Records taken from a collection
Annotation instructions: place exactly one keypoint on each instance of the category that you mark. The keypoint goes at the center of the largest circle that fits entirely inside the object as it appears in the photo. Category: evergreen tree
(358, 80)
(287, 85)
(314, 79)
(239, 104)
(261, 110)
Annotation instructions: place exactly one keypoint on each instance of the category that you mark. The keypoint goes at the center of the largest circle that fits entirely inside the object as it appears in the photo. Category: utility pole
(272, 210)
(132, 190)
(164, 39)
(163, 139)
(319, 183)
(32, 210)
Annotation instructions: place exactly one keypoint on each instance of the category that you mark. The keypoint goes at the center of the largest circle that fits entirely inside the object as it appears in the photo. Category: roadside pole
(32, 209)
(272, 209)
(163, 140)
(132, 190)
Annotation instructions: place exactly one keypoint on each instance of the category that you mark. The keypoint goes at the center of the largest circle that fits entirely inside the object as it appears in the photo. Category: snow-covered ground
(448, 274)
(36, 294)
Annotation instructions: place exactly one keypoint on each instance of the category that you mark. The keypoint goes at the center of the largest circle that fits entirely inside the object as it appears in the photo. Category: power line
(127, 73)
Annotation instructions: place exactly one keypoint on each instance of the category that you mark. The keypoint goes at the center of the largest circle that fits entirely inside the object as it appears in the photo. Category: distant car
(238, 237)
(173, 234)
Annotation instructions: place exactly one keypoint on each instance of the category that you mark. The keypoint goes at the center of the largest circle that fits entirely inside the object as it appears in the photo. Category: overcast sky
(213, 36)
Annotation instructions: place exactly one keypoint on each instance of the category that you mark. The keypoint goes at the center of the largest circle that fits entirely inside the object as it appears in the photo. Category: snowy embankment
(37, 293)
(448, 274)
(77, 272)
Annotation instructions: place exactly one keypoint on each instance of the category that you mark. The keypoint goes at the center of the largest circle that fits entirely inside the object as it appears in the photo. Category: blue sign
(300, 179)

[Problem] Starting at the line that contains "Category: roadside pole" and continuing through the end of the records, write out every line again, requests included, and shift each coordinate in the answers by adding -120 to it.

[Complete response]
Annotation instructions: place exactly one keypoint on each instance of the category that you mark. The keypoint goes at the center of the largest circle that fits entirely inside the object as it appears in the photo. Category: roadside pole
(-88, 89)
(152, 89)
(43, 20)
(12, 70)
Annotation instructions: place exactly one keypoint on each instance of the category that you mark. The keypoint goes at the center of the largest circle that fits entirely inside the object as it appears in the photo. Category: snow-covered ground
(328, 154)
(-84, 174)
Annotation instructions: place exactly one keypoint on each instance of the category that you mark. The keypoint goes at the center of the largest circle that fits entirely inside the object as it appears in the photo. Category: power line
(7, -47)
Annotation instructions: place exactly one keypoint on each instance of the category that you mark. The keypoint goes at the center of the largest circle that fits entirely inside the object as it appears in the photo. Category: distant car
(118, 117)
(53, 114)
Annotation instructions: place exactly one keypoint on each instance of the category that you mark. The keypoint goes at the center of the largest circle that fits entirely inside the object as it appears in the photo. Category: overcast sky
(93, -84)
Annotation instructions: place exactly one keypoint on each instance of the category that you mark. The keypoint goes at the center of the largest circle that fits entirely inside the object as it appears in the photo. Category: snowy embankment
(-83, 173)
(328, 154)
(-43, 152)
Annotation instructions: place exactly one keypoint on each instance of the category that you mark. The keypoint goes at the center of the largest circle that fits entirely inside the object as it appears in the photo. Category: blue sign
(180, 59)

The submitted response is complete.